### Your goal
Write out, word for word, the part of the passage on Java string concatenation from "On a related" up to and including "a single StringBuilder.".
---------- Selection ----------
On a related note, if you are doing simple string concatenation (e.g, s = "a" + someObject + "c"), the compiler will actually transform those operations into a chain of StringBuilder.append() calls, so you are free to use whichever you find more aesthetically pleasing. I personally prefer the + operator. However, if you are building up a string across multiple statements, you should create a single StringBuilder.
For example:
public String toString() {
return "{field1 =" + this.field1 +
", field2 =" + this.field2 +
...
", field50 =" + this.field50 + "}";
}
Here, we have a single, long expression involving many concatenations. You don't need to worry about hand-optimizing this, because the compiler will use a single StringBuilder and just call append() on it repeatedly.
String s = ...;
if (someCondition) {
s += someValue;
}
s += additionalValue;
return s;
Here, you'll end up with two StringBuilders being created under the covers, but unless this is an extremely hot code path in a latency-critical application, it's really not worth fretting about. Given similar code, but with many more separate concatenations, it might be worth optimizing. Same goes if you know the strings might be very large. But don't just guess--measure! Demonstrate that there's a performance problem before you try to fix it. (Note: this is just a general rule for "micro optimizations"; there's rarely a downside to explicitly using a StringBuilder. But don't assume it will make a measurable difference: if you're concerned about it, you should actually measure.)
String s = "";
for (final Object item : items) {
s += item + "\n";
}
Here, we're performing a separate concatenation operation on each loop iteration, which means a new StringBuilder will be allocated on each pass. In this case, it's probably worth using a single StringBuilder since you may not know how large the collection will be. I would consider this an exception to the "prove there's a performance problem before optimizing rule": if the operation has the potential to explode in complexity based on input, err on the side of caution.
Which option will perform the best is not an easy question.
I did a benchmark using Caliper:
RUNTIME (NS)
array 88
builder 126
builderTillEnd 76
concat 3435
Benchmarked methods:
public static String array(String input)
{
char[] result = input.toCharArray(); // COPYING
for (int i = 0; i < input.length(); i++)
---------- Recorded information ----------
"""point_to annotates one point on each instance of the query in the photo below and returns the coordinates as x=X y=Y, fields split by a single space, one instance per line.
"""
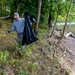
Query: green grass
x=69 y=28
x=36 y=59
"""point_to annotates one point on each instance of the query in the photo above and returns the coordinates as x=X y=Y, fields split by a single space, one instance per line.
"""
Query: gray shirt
x=18 y=25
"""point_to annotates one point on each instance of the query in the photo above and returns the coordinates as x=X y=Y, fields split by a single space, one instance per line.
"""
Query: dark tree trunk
x=38 y=16
x=65 y=22
x=50 y=16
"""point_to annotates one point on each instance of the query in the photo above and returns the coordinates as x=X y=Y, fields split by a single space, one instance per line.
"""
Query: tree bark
x=5 y=17
x=65 y=22
x=38 y=16
x=50 y=16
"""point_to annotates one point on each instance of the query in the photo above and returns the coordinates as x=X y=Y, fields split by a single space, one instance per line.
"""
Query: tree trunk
x=38 y=16
x=65 y=22
x=54 y=24
x=50 y=21
x=50 y=16
x=18 y=6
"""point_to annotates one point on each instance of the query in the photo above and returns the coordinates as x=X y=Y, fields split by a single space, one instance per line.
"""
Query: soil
x=66 y=51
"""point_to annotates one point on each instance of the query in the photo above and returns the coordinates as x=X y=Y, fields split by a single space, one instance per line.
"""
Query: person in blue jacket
x=18 y=25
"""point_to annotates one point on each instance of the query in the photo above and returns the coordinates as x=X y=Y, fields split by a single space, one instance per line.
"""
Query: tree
x=65 y=22
x=38 y=16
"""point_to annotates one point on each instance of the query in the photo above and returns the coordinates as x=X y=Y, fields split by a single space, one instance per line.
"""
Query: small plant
x=3 y=57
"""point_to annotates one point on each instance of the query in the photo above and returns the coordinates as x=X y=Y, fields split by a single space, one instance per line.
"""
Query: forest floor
x=40 y=58
x=66 y=51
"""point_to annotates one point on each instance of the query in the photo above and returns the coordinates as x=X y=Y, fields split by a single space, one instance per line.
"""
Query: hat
x=16 y=14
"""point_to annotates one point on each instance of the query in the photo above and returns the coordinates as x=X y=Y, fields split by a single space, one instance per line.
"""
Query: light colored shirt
x=18 y=25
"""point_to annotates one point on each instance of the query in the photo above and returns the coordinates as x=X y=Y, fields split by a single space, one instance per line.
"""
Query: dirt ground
x=66 y=51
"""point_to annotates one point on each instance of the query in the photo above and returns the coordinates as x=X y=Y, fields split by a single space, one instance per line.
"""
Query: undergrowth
x=37 y=58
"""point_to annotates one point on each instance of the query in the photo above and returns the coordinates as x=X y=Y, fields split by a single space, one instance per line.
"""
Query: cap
x=16 y=14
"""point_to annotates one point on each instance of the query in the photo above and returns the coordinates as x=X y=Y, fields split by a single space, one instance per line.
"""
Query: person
x=18 y=25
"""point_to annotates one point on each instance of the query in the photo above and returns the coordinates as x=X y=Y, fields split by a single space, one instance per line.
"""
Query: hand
x=9 y=31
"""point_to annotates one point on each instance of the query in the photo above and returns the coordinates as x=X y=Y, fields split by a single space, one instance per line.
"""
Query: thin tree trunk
x=65 y=22
x=38 y=16
x=5 y=17
x=50 y=16
x=18 y=6
x=54 y=24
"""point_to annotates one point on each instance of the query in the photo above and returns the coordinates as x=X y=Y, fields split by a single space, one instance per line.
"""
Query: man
----------
### Expected output
On a related note, if you are doing simple string concatenation (e.g, s = "a" + someObject + "c"), the compiler will actually transform those operations into a chain of StringBuilder.append() calls, so you are free to use whichever you find more aesthetically pleasing. I personally prefer the + operator. However, if you are building up a string across multiple statements, you should create a single StringBuilder.